Exercise goal
Write out each line in the rows below that contains the string "list".

Dataset excerpt:
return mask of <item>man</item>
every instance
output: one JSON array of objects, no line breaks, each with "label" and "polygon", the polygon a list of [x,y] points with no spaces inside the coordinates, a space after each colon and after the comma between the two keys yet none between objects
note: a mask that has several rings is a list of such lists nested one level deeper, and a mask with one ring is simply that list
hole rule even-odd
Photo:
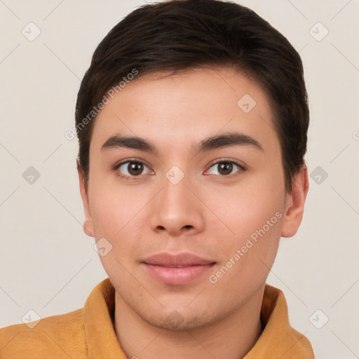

Problem solution
output: one JSON array of objects, no line breaks, each with "label" and "polygon", the polygon a list of [x,y] points with no spaces inside the coordinates, a space after each colon and after the comma between the two keys yet none between objects
note: a mask that has several rings is a list of such lists nested one level deeper, and a mask with one ring is simply that list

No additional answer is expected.